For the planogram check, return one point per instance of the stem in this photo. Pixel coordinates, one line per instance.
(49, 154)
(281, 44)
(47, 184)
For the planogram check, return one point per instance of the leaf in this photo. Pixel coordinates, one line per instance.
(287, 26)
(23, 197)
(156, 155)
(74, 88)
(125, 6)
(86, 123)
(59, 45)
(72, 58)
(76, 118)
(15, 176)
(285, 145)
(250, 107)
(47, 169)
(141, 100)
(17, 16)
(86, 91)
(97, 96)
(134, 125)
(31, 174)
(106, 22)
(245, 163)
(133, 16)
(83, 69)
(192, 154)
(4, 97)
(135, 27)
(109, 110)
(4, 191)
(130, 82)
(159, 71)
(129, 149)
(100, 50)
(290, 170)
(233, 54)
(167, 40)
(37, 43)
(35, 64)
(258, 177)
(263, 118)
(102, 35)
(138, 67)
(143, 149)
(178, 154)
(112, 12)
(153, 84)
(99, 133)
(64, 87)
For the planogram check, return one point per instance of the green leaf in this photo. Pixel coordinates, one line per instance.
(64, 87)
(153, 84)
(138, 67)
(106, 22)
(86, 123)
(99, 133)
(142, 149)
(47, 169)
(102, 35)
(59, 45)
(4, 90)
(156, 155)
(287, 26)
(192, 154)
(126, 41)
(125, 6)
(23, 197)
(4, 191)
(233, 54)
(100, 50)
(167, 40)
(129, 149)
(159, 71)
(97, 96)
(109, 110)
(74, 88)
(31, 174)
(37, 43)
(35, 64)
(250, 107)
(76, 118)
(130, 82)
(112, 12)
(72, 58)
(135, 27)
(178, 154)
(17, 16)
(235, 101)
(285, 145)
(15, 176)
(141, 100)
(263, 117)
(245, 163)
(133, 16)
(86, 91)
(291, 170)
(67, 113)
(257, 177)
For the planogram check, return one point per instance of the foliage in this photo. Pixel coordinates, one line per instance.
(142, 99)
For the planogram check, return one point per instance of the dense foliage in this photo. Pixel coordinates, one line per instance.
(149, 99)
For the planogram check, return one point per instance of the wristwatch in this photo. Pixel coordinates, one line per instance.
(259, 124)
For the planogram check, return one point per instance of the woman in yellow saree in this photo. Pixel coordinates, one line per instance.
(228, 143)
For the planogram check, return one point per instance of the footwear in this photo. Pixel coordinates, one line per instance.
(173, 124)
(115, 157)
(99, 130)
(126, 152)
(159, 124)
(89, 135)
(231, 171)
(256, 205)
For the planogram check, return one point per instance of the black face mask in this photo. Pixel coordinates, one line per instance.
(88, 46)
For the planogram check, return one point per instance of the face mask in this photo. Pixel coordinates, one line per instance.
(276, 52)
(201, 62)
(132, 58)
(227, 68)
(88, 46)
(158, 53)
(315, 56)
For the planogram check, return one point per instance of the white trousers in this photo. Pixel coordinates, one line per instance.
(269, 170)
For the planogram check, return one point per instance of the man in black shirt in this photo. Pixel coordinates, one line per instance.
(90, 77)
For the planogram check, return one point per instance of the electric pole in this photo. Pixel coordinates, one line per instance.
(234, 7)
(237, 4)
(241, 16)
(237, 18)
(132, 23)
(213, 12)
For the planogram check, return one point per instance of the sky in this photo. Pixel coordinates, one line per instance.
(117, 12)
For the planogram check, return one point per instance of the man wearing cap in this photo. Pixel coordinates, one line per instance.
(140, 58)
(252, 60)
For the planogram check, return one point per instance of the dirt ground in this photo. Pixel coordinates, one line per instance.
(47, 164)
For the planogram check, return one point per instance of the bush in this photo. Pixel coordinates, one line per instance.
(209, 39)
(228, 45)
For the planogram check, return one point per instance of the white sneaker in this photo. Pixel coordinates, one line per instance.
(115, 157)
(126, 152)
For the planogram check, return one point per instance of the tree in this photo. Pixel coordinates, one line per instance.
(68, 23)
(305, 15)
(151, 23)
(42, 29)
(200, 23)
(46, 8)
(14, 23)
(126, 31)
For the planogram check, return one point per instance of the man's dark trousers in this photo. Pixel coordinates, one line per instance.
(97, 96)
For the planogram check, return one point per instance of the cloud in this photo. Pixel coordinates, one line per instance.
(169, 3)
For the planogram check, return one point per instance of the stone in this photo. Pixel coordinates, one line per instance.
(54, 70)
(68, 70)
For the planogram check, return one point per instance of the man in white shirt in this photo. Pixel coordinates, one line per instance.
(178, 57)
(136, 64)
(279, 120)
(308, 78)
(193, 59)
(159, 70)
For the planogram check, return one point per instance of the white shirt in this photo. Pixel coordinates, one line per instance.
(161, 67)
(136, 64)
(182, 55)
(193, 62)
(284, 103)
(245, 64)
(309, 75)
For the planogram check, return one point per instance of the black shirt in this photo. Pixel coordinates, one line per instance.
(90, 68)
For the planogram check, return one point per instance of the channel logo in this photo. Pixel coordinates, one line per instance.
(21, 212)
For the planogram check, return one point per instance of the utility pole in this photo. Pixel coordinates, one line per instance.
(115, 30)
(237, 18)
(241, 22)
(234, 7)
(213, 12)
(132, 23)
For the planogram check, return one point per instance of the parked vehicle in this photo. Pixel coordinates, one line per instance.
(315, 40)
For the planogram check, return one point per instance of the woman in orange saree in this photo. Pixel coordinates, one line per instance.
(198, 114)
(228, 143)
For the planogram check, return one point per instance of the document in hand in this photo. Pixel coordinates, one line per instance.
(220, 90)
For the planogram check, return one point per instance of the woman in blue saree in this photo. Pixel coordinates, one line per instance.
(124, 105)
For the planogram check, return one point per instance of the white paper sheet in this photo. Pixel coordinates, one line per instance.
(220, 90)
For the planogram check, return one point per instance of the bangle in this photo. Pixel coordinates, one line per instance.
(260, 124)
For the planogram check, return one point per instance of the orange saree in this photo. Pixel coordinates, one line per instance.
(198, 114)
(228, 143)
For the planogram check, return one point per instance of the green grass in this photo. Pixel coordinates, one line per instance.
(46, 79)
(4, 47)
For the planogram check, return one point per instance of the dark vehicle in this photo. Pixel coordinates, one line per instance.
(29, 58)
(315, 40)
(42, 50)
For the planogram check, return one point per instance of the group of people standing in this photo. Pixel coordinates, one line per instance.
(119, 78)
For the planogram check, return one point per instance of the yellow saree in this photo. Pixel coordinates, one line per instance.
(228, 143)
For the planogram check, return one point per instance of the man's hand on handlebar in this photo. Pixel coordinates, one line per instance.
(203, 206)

--- --- ---

• Task details
Would you please give back all of the material above exactly as it stands?

• Reply
For the planogram check, return one point per instance of the stem in this photo. Pixel coordinates, one line per instance.
(49, 154)
(281, 44)
(47, 184)
For the planogram check, return one point per instance of the leaf in this photo. Pixel coordinates, one line per instance.
(287, 26)
(23, 197)
(156, 155)
(74, 88)
(125, 6)
(86, 123)
(59, 45)
(72, 58)
(76, 118)
(15, 176)
(285, 145)
(250, 107)
(47, 169)
(141, 100)
(17, 16)
(86, 91)
(97, 96)
(134, 125)
(31, 174)
(106, 22)
(245, 163)
(133, 16)
(83, 69)
(192, 154)
(4, 97)
(135, 27)
(109, 110)
(4, 191)
(130, 82)
(159, 71)
(129, 149)
(100, 50)
(290, 170)
(233, 54)
(167, 40)
(37, 43)
(35, 64)
(258, 177)
(263, 118)
(102, 35)
(138, 67)
(143, 149)
(178, 154)
(112, 12)
(153, 84)
(99, 133)
(64, 87)
For the planogram check, return one point per instance of the green leaf in this photo. Pixel coordinates, one line per instance.
(64, 87)
(153, 84)
(138, 67)
(106, 22)
(86, 123)
(99, 133)
(142, 149)
(47, 169)
(102, 35)
(59, 45)
(4, 90)
(156, 155)
(287, 26)
(192, 154)
(126, 41)
(125, 6)
(23, 197)
(4, 191)
(233, 54)
(100, 50)
(167, 40)
(129, 149)
(159, 71)
(97, 96)
(109, 110)
(74, 88)
(31, 174)
(37, 43)
(35, 64)
(250, 107)
(76, 118)
(130, 82)
(112, 12)
(72, 58)
(135, 27)
(178, 154)
(17, 16)
(235, 101)
(285, 145)
(15, 176)
(141, 100)
(263, 117)
(245, 163)
(133, 16)
(86, 91)
(291, 170)
(67, 113)
(257, 177)
For the planogram check, return one point per instance of the foliage in this photo. Pixel coordinates, one line per instance.
(142, 99)
For the planogram check, return one point per instance of the dense foliage in this photo. Pixel coordinates, one line per instance.
(149, 99)
For the planogram check, return one point per instance of the wristwatch in this photo. Pixel coordinates, one line per instance.
(259, 124)
For the planogram check, return one point per instance of the woman in yellow saree in this photo. Pixel coordinates, one line per instance.
(228, 143)
For the planogram check, return one point per instance of the footwear in this photo. Pixel coordinates, one line per instance.
(173, 124)
(115, 157)
(99, 130)
(126, 152)
(159, 124)
(89, 135)
(231, 171)
(256, 205)
For the planogram check, return one point per instance of the black face mask in this photo. Pixel coordinates, one line per instance.
(88, 46)
For the planogram check, return one point per instance of the face mask in this photo. Pixel coordinates, one line per instance.
(276, 52)
(201, 62)
(132, 58)
(227, 68)
(88, 46)
(158, 53)
(315, 56)
For the planogram check, return one point per instance of the white trousers in this photo. Pixel coordinates, one line per instance.
(269, 170)
For the planogram check, return one point per instance of the man in black shirt in this photo. Pixel coordinates, one line per instance.
(90, 77)
For the planogram check, return one point per instance of the electric pole in this photo. Pixel coordinates, one line per instance.
(234, 7)
(237, 4)
(241, 16)
(237, 18)
(132, 23)
(213, 12)
For the planogram check, return one point per instance of the sky in this photo. Pixel coordinates, one line per instance.
(117, 12)
For the planogram check, return one point per instance of the man wearing cap in this photo. Pixel coordinates, one line per instance.
(140, 58)
(252, 60)
For the planogram check, return one point per instance of the dirt ground in this photo. Pixel coordinates, one line per instance.
(47, 164)
For the planogram check, return one point per instance of the bush in this photo. Pixel coordinates, one line per instance.
(209, 39)
(228, 45)
For the planogram check, return one point per instance of the white sneaker in this photo. Pixel coordinates, one line per instance.
(115, 157)
(126, 152)
For the planogram check, return one point per instance of the tree in this photo. Pixel coordinates, one line per instance.
(68, 23)
(305, 15)
(151, 23)
(42, 29)
(200, 23)
(46, 8)
(14, 23)
(126, 31)
For the planogram check, return one point per instance of the man's dark trousers in this photo. Pixel coordinates, one line per instance.
(97, 96)
For the planogram check, return one point per instance of the cloud in this photo. Pixel coordinates, one line per instance.
(169, 3)
For the planogram check, return one point per instance of the stone in this photo. Pixel coordinates, one line per instance.
(54, 70)
(68, 70)
For the planogram check, return one point per instance of the man in white shirt in this photo. Pixel coordinates, one line per instance.
(178, 57)
(136, 64)
(279, 120)
(308, 78)
(193, 59)
(159, 70)
For the planogram check, return one point per instance of the white shirt in this photo. Pixel coordinates, one line per instance.
(161, 67)
(136, 64)
(182, 55)
(193, 62)
(284, 103)
(245, 64)
(309, 75)
For the planogram check, return one point per instance of the black shirt in this photo. Pixel coordinates, one line per instance.
(90, 68)
For the planogram check, return one point per instance of the channel logo in this photo. Pixel coordinates, one line per instance.
(21, 212)
For the planogram check, return one point per instance of the utility pole in this photo. Pixel coordinates, one line per instance.
(115, 30)
(237, 18)
(241, 22)
(234, 7)
(213, 12)
(132, 23)
For the planogram check, return one point per instance of the parked vehicle in this photo. Pixel coordinates, one line per instance.
(315, 40)
For the planogram check, return one point per instance of the woman in orange saree in this photo. Pixel coordinates, one line per instance.
(198, 114)
(228, 143)
For the planogram check, return one point per instance of the document in hand in this photo. Pixel coordinates, one line per instance.
(220, 90)
For the planogram check, return one point per instance of the woman in blue saree in this photo. Pixel coordinates, one line per instance.
(124, 105)
For the planogram check, return one point per instance of the white paper sheet in this photo. Pixel coordinates, one line per instance.
(220, 90)
For the planogram check, return one point per instance of the bangle in this photo. Pixel coordinates, one line per instance.
(260, 124)
For the planogram check, return one point per instance of the orange saree in this photo. Pixel coordinates, one line per instance.
(198, 114)
(228, 143)
For the planogram check, return one point per instance of the green grass in this photo. Pixel coordinates, one line per instance.
(46, 79)
(4, 47)
For the planogram check, return one point per instance of the dark vehicle in this photo. Pixel coordinates, one line per instance.
(29, 58)
(315, 40)
(42, 50)
For the planogram check, return one point per instance of the group of people standing in this photo. Pixel coordinates, one line per instance.
(119, 78)
For the planogram check, return one point per instance of the yellow saree in this photo. Pixel coordinates, one line per instance.
(228, 143)
For the planogram check, return one point per instance of the man's hand on handlebar in this photo. Pixel coordinates, one line per instance.
(203, 206)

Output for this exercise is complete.